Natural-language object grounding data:

= Beginning of Section =

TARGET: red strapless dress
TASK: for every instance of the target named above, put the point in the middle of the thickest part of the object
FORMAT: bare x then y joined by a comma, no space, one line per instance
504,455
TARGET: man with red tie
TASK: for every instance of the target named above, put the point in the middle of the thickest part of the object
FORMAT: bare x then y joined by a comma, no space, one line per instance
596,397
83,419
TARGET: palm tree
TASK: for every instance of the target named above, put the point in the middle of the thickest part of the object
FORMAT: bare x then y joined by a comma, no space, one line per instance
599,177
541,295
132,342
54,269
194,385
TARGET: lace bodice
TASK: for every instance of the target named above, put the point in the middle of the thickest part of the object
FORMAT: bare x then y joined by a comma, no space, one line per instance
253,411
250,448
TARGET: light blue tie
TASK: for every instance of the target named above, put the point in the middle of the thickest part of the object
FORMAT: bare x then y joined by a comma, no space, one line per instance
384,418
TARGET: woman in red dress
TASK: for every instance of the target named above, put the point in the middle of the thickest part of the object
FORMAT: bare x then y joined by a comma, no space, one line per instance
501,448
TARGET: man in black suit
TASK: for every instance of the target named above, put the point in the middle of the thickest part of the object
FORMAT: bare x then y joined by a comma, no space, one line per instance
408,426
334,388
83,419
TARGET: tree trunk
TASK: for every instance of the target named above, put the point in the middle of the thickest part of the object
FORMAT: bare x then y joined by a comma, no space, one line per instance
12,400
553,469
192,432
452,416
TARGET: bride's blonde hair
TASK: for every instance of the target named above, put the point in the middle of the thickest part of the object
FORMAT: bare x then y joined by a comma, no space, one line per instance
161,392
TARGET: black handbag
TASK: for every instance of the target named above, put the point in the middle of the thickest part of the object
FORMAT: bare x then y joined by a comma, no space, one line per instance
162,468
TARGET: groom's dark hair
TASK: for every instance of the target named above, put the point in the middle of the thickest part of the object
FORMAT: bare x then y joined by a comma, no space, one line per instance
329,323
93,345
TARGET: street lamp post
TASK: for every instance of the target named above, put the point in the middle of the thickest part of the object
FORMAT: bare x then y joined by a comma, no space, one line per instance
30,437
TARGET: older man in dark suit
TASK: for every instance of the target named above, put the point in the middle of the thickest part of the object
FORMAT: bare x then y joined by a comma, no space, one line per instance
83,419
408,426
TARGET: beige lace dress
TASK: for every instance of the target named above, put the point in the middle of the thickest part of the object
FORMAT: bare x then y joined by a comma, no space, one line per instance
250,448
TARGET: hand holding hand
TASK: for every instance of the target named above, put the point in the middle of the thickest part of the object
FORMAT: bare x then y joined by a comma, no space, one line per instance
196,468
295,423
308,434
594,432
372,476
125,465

= End of Section =

■ WHAT IS EXPECTED ■
Transcribe all of the records exactly.

■ EXERCISE OUTPUT ■
TARGET: red strapless dress
TASK: for every instance of the target named above, put the point in the middle of the thickest part of the object
FORMAT: bare x then y joined by a comma, no space, one line per instance
504,455
TARGET: man with red tie
TASK: for every instance of the target named above, put the point in the middle of the thickest part of the object
FORMAT: bare x then y joined by a comma, no space, one line per instance
596,397
83,419
TARGET: palm tree
TASK: for every instance of the target named above, put the point in the middle of the thickest part of the object
FORMAT: bare x then y joined by a comma, no space, one line per instance
599,177
541,295
132,342
54,269
194,385
TARGET: lace bodice
TASK: for every instance of the target named above, put the point in the middle of the thickest part of the object
FORMAT: bare x then y joined by a comma, no space, one line per instance
253,411
250,448
TARGET: light blue tie
TASK: for every instance of the target named above, put the point in the middle of the thickest part of the object
FORMAT: bare x then y joined by a comma, no space, one line per instance
384,418
TARGET: woman in red dress
TASK: for every instance of the target named above, put the point in the middle of the thickest part of the object
FORMAT: bare x then y joined by a comma, no space, one line per instance
501,448
TARGET: man in black suit
TASK: for every instance of the target named above, put the point in the middle of the thickest part of the object
FORMAT: bare x then y joined by a comma, no space, one line per instance
408,426
334,388
83,419
TARGET: tree trunk
TASK: for every instance of the target named above, put the point in the middle of the thickest part of the object
FORMAT: bare x then y joined by a comma, no space, one line per instance
12,400
553,469
192,432
452,416
TARGET: bride's blonde hair
TASK: for every instance of the target named above, put the point in the middle of the thickest part of the object
FORMAT: bare x then y joined by a comma, no space, one line per instance
161,392
TARGET: black handbag
TASK: for every instance of the target named above, put the point in the middle of the thickest part of the object
FORMAT: bare x then y joined by a comma, no space, one line per instance
162,468
TARGET: groom's dark hair
TASK: for every instance of the target named above, put the point in the middle of the thickest part of the object
FORMAT: bare x then y joined by a comma, no space, one line per instance
329,323
93,345
TARGET: street lamp post
TASK: for every instance of the target named above, put the point in the middle of the thickest part of the object
FORMAT: bare x then y joined by a comma, no space, one line per instance
30,437
TARGET: older man in dark suit
TASK: for every instance of the target named above, put the point in the middle of the thickest part of the object
FORMAT: bare x then y joined by a comma, no space, one line per instance
83,419
408,426
TARGET: beige lace dress
TASK: for every instance of the target named above, put the point in the middle of the thickest part of the object
FORMAT: bare x then y joined by a comma, no space, one line per instance
250,448
TARGET: hand holding hand
TASK: for every instance of the target named above, put the point in the middle of the thickest part of the object
FORMAT: bare x then y joined by a comma, no space, one line per instance
196,468
295,423
308,434
594,432
372,476
125,465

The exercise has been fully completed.